──────── PROVIDED MATERIAL

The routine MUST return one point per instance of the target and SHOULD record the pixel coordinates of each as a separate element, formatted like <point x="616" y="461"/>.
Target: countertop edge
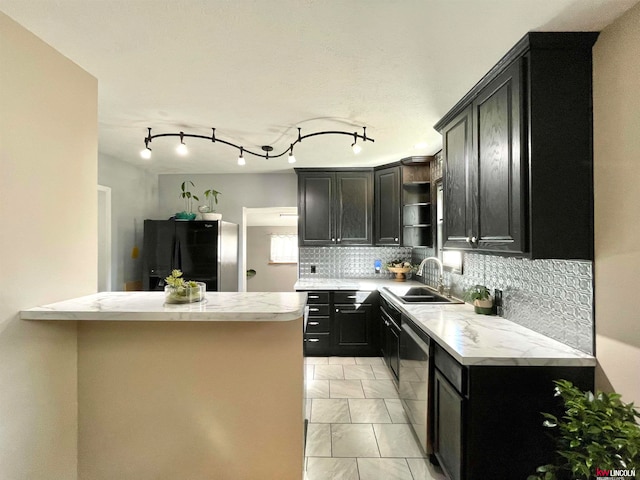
<point x="573" y="358"/>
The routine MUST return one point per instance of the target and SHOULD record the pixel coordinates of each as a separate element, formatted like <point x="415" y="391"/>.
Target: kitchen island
<point x="205" y="390"/>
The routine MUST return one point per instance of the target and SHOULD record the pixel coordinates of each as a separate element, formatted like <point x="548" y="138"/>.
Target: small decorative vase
<point x="184" y="294"/>
<point x="400" y="273"/>
<point x="185" y="216"/>
<point x="211" y="216"/>
<point x="483" y="307"/>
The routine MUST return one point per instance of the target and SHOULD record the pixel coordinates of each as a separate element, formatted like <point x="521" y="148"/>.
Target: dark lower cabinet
<point x="486" y="420"/>
<point x="447" y="426"/>
<point x="354" y="330"/>
<point x="317" y="336"/>
<point x="341" y="323"/>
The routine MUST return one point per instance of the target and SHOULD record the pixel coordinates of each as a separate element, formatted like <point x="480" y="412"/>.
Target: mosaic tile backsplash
<point x="347" y="262"/>
<point x="551" y="297"/>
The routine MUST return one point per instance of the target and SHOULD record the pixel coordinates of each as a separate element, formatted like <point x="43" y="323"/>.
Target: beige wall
<point x="48" y="134"/>
<point x="269" y="278"/>
<point x="616" y="102"/>
<point x="190" y="400"/>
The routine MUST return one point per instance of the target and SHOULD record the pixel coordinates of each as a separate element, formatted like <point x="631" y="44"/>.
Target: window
<point x="284" y="249"/>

────────────────

TO DO: Retype exactly. Start at the line with "Target: dark lower cabinet" and stop at the last line of the data.

REPLY:
Target: dark lower cabinet
<point x="486" y="420"/>
<point x="447" y="426"/>
<point x="354" y="330"/>
<point x="317" y="336"/>
<point x="341" y="323"/>
The routine MUST return one point per instance of the target and SHOULD record the pixel coordinates of each as a separate element, formatted like <point x="480" y="412"/>.
Target: mosaic tile backsplash
<point x="347" y="262"/>
<point x="551" y="297"/>
The routine MUST return one point per instance of the target and SHOULD record the pixel coordinates of each as a separate element, formatted like <point x="43" y="323"/>.
Target: beige wall
<point x="48" y="134"/>
<point x="269" y="278"/>
<point x="616" y="102"/>
<point x="190" y="400"/>
The routine MUST return one point per instance of the target and SHOULD record the pixel coordinates of each as a separate element, formatted like <point x="631" y="44"/>.
Target: window
<point x="284" y="249"/>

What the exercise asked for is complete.